━━ Document segment ━━

Past light: Creating bohemian vintage hideaways that ooze Hollywood glamour

Sera at her desk

Sera at her desk - Credit: Archant

Interior designer Sera Hersham-Loftus explains how tailored lighting helps her create interiors ripe for magic and seduction, which have proved so popular with Courtney Love, Sadie Frost and Patsy Kensit

“I hate overhead lighting, I hate spotlights in the ceiling, I hate all that sort of stuff,” says Sera Hersham-Loftus sitting in her Maida Vale flat, with its Colonial-cum-Rococo by way of 1970s soft porn set décor.

“I’m a real 1930s girl. The lighting in the 30s would always be wall lights and table lights and that’s exactly how I design a room. I have loads of plants and I always backlight them and I light very tall skinny candles everywhere so at night my rooms always look like very romantic, magical, mysterious spaces.”

Hersham-Loftus’s own flat is certainly the best advertisement for her design philosophy and the methods she employs professionally whether designing homes for clients, creating stage or television sets, working on her forthcoming homewares collection for fashion label Ghost, or making her signature lace lamps.

━━━

To be done:
(a) In the lighting article, which fashion label is Sera Hersham-Loftus's forthcoming homewares collection for?
(b) Repeat the portion of the lighting article starting with "Hersham-Loftus’s own flat" and going on through "signature lace lamps.".
(c) Decide whether each statement agrees with the lighting article, answering yes or no and quoting the words of the article that settle it: (i) Sera Hersham-Loftus's flat is in Maida Vale. (ii) She favors spotlights set into the ceiling. (iii) She backlights her plants.

━━ Listing ━━

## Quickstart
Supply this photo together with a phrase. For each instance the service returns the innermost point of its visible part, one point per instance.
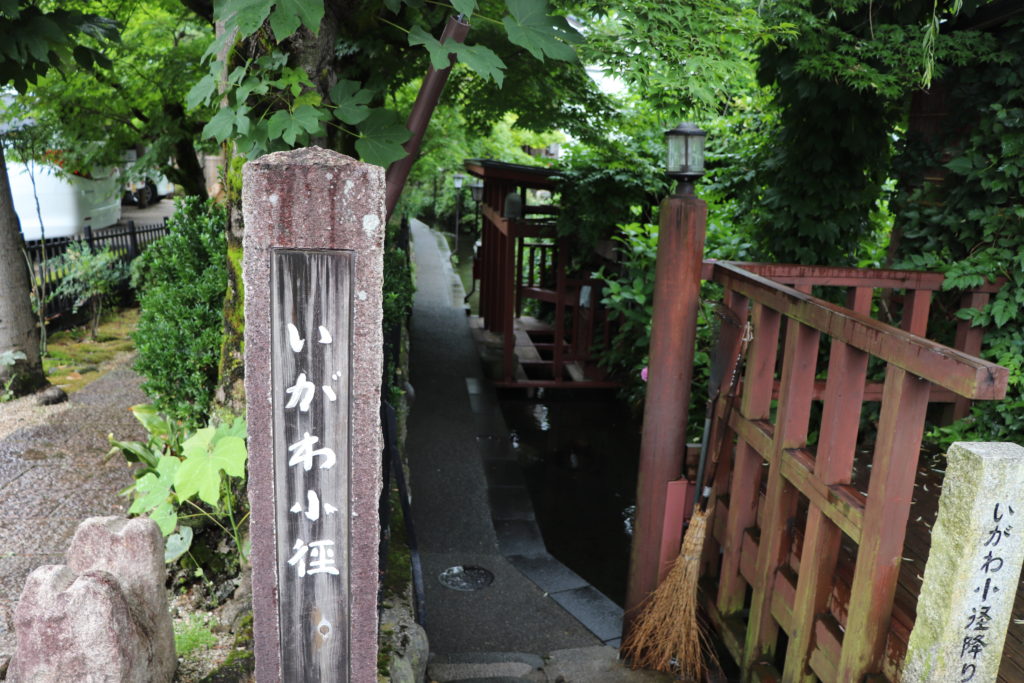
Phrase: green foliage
(92, 116)
(178, 466)
(629, 297)
(9, 358)
(88, 278)
(602, 186)
(181, 280)
(271, 101)
(193, 634)
(840, 87)
(971, 226)
(36, 40)
(685, 58)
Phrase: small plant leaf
(154, 488)
(166, 517)
(177, 544)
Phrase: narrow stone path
(54, 472)
(536, 621)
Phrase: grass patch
(73, 359)
(193, 634)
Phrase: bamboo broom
(669, 634)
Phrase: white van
(68, 203)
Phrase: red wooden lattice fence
(798, 548)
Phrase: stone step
(599, 664)
(491, 667)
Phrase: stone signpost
(313, 264)
(973, 567)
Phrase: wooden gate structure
(811, 506)
(521, 258)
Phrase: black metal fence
(126, 241)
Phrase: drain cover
(462, 578)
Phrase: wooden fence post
(313, 268)
(677, 293)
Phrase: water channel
(579, 451)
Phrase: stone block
(321, 215)
(103, 616)
(973, 567)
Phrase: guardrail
(126, 241)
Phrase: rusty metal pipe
(677, 292)
(419, 118)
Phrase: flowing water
(579, 454)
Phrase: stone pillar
(973, 567)
(313, 266)
(103, 615)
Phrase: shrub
(181, 280)
(88, 276)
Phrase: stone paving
(54, 472)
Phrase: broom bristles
(668, 635)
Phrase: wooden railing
(784, 496)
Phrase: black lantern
(685, 159)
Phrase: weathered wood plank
(311, 396)
(945, 367)
(836, 450)
(747, 469)
(889, 496)
(793, 414)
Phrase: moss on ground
(74, 360)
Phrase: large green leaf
(154, 489)
(438, 52)
(351, 99)
(206, 458)
(289, 125)
(528, 25)
(246, 15)
(382, 135)
(483, 60)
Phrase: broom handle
(730, 399)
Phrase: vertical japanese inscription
(311, 404)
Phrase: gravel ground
(54, 472)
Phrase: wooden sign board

━━━

Answers to the exercises:
(a) Ghost

(b)
Hersham-Loftus’s own flat is certainly the best advertisement for her design philosophy and the methods she employs professionally whether designing homes for clients, creating stage or television sets, working on her forthcoming homewares collection for fashion label Ghost, or making her signature lace lamps.

(c)
(i) Yes: "sitting in her Maida Vale flat"
(ii) No: "I hate spotlights in the ceiling"
(iii) Yes: "I have loads of plants and I always backlight them"